_Compito richiesto A:_ Secondo il testo sul film Submarino, quanti anni ha Martin?
_Compito richiesto B:_ Riscrivi il passo del testo sul film Submarino che comincia con le parole "I due fratelli, lasciati" e termina con "il loro fratellino.", mettendo "bambino" al posto di "neonato".
_Compito richiesto C:_ Scrivi il seguito del testo sul film Submarino, partendo dopo la sua ultima frase.

La prima parte del film, dedicato alla pre-adolescenza dei due protagonisti, fa da prologo alle loro vite da adulti, raccontate separatamente dopo questo primo atto. La scena di apertura, che mostra in primissimo piano il battesimo del fratellino dei ragazzi tra le bianche lenzuola di un letto, ha una dimensione onirica quasi magica, che mette in rilievo la purezza dell'infanzia anche nelle peggiori condizioni.

I due fratelli, lasciati soli con il neonato mentre la madre è fuori a ubriacarsi, riescono a sopravvivere alla meno peggio nel loro universo sordido e miserabile, ma in mancanza di adulti a sorvegliarli, fanno giochi da grandi che avranno inevitabilmente conseguenze tragiche per il loro fratellino.

Submarino fa poi un brusco salto nel tempo per portarci, vent'anni dopo, in un altro quartiere disagiato di Copenhagen, più precisamente nel rifugio dove abita Nick, che ora ha trent'anni e vive solo, dopo essere stato in carcere per violenze. Il suo unico obiettivo nella vita, oltre a procurarsi l'alcol necessario a dimenticare la sua disperazione, e di ricongiungersi con suo fratello minore. Nell'attesa, si accompagna a Ivan, obeso e affetto da disturbi mentali, perché prova per quest'ultimo una strana compassione, e ha sporadici rapporti sessuali con il suo equivalente femminile, una madre single alcolizzata che vive nel rifugio e che ha perduto la custodia dei suoi figli.

Il film lascia poi Nick per interessarsi a suo fratello minore (il cui nome non è mai svelato), drogato e padre celibe del piccolo Martin, 6 anni, la cui madre è morta in un incidente d'auto. A dispetto dell'amore per suo figlio, che è la sua unica ragione di vita, Nick è sempre più dipendente dalle droghe, che lo trascinano in un circolo vizioso: se ne serve per fare soldi, ma allo stesso tempo ha sempre meno controllo sulla propria vita.

_Dati forniti:_
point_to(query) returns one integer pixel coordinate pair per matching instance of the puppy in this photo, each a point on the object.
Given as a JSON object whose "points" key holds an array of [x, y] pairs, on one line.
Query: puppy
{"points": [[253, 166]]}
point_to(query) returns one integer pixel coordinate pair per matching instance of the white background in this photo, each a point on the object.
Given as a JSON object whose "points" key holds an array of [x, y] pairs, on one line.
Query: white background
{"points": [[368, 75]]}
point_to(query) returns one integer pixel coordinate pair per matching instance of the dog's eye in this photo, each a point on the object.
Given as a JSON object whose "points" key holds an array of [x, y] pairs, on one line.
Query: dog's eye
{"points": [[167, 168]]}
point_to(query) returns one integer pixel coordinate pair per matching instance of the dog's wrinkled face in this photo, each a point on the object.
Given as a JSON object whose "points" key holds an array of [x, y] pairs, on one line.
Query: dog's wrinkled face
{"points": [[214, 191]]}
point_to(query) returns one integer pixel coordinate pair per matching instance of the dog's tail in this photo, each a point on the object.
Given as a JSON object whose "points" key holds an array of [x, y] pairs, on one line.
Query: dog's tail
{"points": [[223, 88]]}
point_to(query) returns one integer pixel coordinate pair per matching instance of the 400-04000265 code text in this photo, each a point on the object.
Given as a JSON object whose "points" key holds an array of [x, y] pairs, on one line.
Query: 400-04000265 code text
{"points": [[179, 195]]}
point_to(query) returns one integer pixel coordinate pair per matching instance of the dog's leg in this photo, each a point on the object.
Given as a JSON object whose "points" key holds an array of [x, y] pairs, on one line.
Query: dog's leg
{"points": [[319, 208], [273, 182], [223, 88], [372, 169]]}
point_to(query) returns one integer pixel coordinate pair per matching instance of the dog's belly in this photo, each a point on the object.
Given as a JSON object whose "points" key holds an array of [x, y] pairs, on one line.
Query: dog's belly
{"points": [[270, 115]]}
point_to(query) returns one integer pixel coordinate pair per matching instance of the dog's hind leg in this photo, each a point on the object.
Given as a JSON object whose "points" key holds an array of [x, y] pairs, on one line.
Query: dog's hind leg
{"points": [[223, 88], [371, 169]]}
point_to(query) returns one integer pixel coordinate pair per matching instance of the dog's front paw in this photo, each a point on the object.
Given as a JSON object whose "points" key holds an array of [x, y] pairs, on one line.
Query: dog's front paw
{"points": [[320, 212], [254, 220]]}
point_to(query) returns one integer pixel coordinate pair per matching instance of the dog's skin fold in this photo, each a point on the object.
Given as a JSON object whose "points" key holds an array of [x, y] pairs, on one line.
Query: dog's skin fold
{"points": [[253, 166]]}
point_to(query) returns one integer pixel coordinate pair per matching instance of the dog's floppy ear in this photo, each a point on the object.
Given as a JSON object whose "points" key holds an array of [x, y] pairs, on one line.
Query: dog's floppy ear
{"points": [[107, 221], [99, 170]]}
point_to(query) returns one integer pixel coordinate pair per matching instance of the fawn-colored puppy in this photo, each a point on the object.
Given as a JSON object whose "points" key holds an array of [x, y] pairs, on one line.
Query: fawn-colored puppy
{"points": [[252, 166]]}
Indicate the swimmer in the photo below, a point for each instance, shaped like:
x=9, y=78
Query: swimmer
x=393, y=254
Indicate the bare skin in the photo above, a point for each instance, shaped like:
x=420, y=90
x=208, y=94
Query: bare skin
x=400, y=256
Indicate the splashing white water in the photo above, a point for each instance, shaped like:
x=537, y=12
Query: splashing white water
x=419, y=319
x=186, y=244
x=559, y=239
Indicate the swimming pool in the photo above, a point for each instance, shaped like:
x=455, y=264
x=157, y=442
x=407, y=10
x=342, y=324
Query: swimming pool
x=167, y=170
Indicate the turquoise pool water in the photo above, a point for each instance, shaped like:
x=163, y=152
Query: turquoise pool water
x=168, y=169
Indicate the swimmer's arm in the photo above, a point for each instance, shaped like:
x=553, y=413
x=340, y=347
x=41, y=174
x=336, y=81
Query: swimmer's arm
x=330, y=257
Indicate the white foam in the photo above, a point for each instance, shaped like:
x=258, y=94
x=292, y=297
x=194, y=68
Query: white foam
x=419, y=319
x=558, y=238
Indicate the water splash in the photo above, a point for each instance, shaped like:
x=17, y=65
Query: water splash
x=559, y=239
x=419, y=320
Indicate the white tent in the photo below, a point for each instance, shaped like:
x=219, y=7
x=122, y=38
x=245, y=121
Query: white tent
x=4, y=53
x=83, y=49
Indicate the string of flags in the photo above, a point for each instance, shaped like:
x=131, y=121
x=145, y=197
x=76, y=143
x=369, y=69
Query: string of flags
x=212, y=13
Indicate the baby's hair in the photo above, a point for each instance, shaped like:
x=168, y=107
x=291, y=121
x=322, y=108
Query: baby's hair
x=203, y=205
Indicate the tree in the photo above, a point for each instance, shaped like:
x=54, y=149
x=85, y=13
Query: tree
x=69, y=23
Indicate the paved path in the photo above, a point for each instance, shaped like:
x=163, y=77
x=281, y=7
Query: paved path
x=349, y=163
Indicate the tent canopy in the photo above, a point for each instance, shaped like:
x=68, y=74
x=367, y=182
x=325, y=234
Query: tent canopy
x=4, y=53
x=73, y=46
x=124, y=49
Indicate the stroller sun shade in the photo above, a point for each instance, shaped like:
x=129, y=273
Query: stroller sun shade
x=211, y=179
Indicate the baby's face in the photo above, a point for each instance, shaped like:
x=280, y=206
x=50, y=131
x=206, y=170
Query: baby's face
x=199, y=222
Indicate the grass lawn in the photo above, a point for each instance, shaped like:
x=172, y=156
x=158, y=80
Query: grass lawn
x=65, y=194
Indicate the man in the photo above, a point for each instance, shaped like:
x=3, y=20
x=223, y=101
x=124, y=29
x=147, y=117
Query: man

_Risultato finale A:_ Martin ha 6 anni.

_Risultato finale B:_
I due fratelli, lasciati soli con il bambino mentre la madre è fuori a ubriacarsi, riescono a sopravvivere alla meno peggio nel loro universo sordido e miserabile, ma in mancanza di adulti a sorvegliarli, fanno giochi da grandi che avranno inevitabilmente conseguenze tragiche per il loro fratellino.

_Risultato finale C:_
Nick e suo fratello si ritroveranno solo due volte nel film, ogni volta in circostanze tragiche. Ma una luce di speranza si accende nell'ultima scena, in cui Nick sembra pronto a far rinascere una famiglia dalle ceneri della sua. Fino ad allora, i due fratelli, che hanno toccato gli abissi della società e dell'umanità, non hanno mai occasione di risalire in superficie, di respirare un po'. Da qui il titolo del film, Submarino, che rimanda alla tecnica di tortura in cui si mantiene la testa della vittima sott'acqua.

Neanche lo spettatore ha occasione di riprendere fiato, che sia con un pizzico d'umorismo (come sanno fare Mike Leigh e Ken Loach per compensare la durezza del loro realismo sociale) o con un cambiamento di stile, e il ritratto volutamente sprovvisto di emozioni dei due antieroi finisce per danneggiare il film.

Le performance degli attori sono, in compenso, convincenti dall'inizio alla fine, in particolare quella di Jakob Cedergren nel ruolo di un Nick che in un corpo d'acciaio, muscoloso e tatuato, nasconde un cuore morto. Il montaggio avrebbe potuto essere più preciso, vista la semplicità della narrazione, ma i colori freddi e gli scenari grigi filmati dalla direttrice della fotografia Charlotte Bruus Christensen, al suo esordio, accompagnano molto bene il racconto.